READING TEXT:
— start —
There's a note about Marx's ethical ideas at http://www.panix.com/~squigle/vcs/marxethics.html which seems to have been copped from the Encyclopedia Britannica. It seems that Marx (and Engels) whiffed the issue, with a sort half-wave to Hegel; but that may be the writer's prejudice. Otherwise Marx's ethics seem to be emotional and intuitive, like most people's.
Searching on the Net for Hegel's ethics, I get the predictably depressing http://www.connect.net/ron/hegel.html:
...
Ethics and Politics
Hegel's social and political views emerge most clearly in his
discussion of morality (Moralitt) and social ethics (Sittlichkeit).
At the level of morality, right and wrong is a matter of
individual conscience. One must, however, move beyond this to
the level of social ethics, for duty, according to Hegel, is
not essentially the product of individual judgment. Individuals
are complete only in the midst of social relationships; thus,
the only context in which duty can truly exist is a social
one. Hegel considered membership in the state one of the
individual's highest duties. Ideally, the state is the
manifestation of the general will, which is the highest
expression of the ethical spirit. Obedience to this general
will is the act of a free and rational individual. Hegel
emerges as a conservative, but he should not be interpreted
as sanctioning totalitarianism, for he also argued that the
abridgment of freedom by any actual state is morally
unacceptable.
— end —
SUPPLIED MATERIAL:
— start —
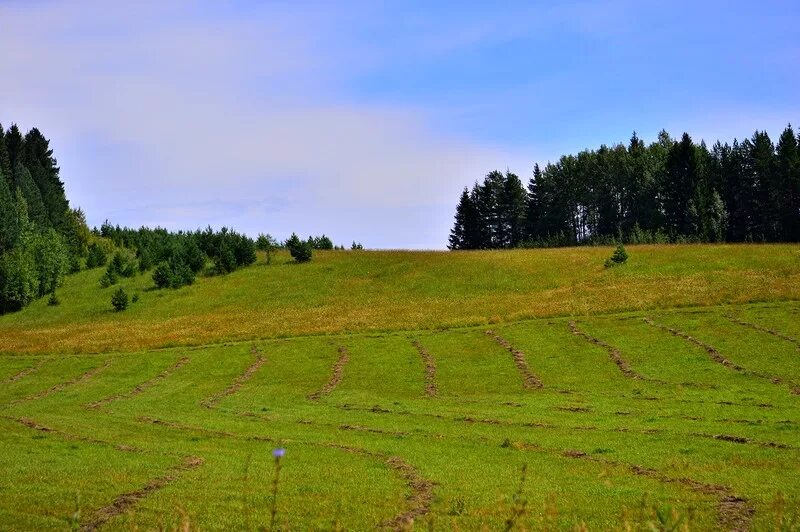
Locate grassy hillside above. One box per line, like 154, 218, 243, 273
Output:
0, 245, 800, 353
0, 245, 800, 530
0, 302, 800, 530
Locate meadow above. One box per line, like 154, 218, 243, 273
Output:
0, 245, 800, 530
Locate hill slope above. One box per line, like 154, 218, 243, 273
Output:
0, 245, 800, 353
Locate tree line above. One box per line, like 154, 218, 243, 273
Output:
0, 125, 361, 314
449, 125, 800, 249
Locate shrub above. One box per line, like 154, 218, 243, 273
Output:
111, 287, 128, 312
286, 233, 313, 262
100, 270, 119, 288
153, 262, 172, 288
86, 242, 108, 270
605, 244, 628, 268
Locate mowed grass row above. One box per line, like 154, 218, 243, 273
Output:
0, 244, 800, 354
0, 302, 800, 529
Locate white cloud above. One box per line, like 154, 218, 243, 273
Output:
0, 2, 532, 247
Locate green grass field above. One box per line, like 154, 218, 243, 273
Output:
0, 245, 800, 530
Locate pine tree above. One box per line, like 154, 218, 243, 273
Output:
447, 187, 472, 250
776, 124, 800, 242
0, 167, 15, 254
498, 171, 527, 248
14, 161, 50, 227
525, 163, 542, 242
22, 128, 69, 232
0, 124, 13, 190
5, 124, 23, 172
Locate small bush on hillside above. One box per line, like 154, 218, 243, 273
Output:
111, 288, 128, 312
286, 233, 313, 262
605, 244, 628, 268
100, 270, 119, 288
86, 242, 108, 270
153, 262, 172, 288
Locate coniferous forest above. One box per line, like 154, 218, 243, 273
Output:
0, 125, 256, 314
449, 126, 800, 249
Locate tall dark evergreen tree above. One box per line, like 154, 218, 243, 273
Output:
0, 167, 15, 254
447, 187, 472, 249
775, 125, 800, 242
22, 128, 69, 232
0, 124, 13, 188
525, 163, 542, 242
498, 171, 527, 248
5, 124, 24, 177
14, 161, 50, 227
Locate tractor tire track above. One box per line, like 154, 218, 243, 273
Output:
515, 443, 756, 532
86, 357, 189, 408
3, 416, 144, 453
8, 358, 111, 405
486, 330, 544, 390
308, 346, 350, 401
644, 318, 800, 395
411, 340, 439, 397
138, 417, 434, 530
81, 456, 203, 532
200, 345, 267, 408
569, 321, 650, 380
725, 316, 800, 350
3, 358, 48, 383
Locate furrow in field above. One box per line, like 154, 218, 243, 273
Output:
5, 358, 47, 383
569, 321, 650, 380
3, 416, 144, 453
81, 456, 203, 532
411, 340, 439, 397
644, 318, 800, 395
308, 346, 350, 401
515, 443, 755, 532
137, 417, 434, 530
486, 330, 543, 389
725, 316, 800, 350
9, 358, 111, 405
86, 357, 189, 408
201, 346, 267, 408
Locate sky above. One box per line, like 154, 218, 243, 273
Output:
0, 0, 800, 249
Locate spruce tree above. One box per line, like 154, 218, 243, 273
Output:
14, 161, 50, 227
447, 187, 471, 250
0, 124, 13, 190
498, 171, 527, 248
775, 124, 800, 242
0, 168, 15, 254
22, 128, 69, 232
525, 163, 542, 242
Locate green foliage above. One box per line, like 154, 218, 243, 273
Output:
86, 242, 108, 270
604, 244, 628, 268
29, 229, 70, 297
448, 123, 800, 249
307, 235, 333, 250
0, 246, 39, 312
111, 287, 128, 312
153, 262, 172, 288
286, 233, 313, 262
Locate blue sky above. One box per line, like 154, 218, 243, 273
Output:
0, 0, 800, 248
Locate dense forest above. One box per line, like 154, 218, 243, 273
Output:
449, 126, 800, 249
0, 125, 356, 314
0, 125, 262, 314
— end —
OBJECTIVES:
(1) Answer these questions from the text on Marx's and Hegel's ethics:
(a) Which source does the note about Marx's ethical ideas seem to have been copied from?
(b) At the level of morality, what is right and wrong a matter of?
(c) What did Hegel consider one of the individual's highest duties?
(2) In the text on Marx's and Hegel's ethics, copy out word for word the passage from "There's a note" up to and including "like most people's.".

EXPECTED OUTPUTS:
(1)
(a) The Encyclopedia Britannica.
(b) Individual conscience.
(c) Membership in the state.

(2)
There's a note about Marx's ethical ideas at http://www.panix.com/~squigle/vcs/marxethics.html which seems to have been copped from the Encyclopedia Britannica. It seems that Marx (and Engels) whiffed the issue, with a sort half-wave to Hegel; but that may be the writer's prejudice. Otherwise Marx's ethics seem to be emotional and intuitive, like most people's.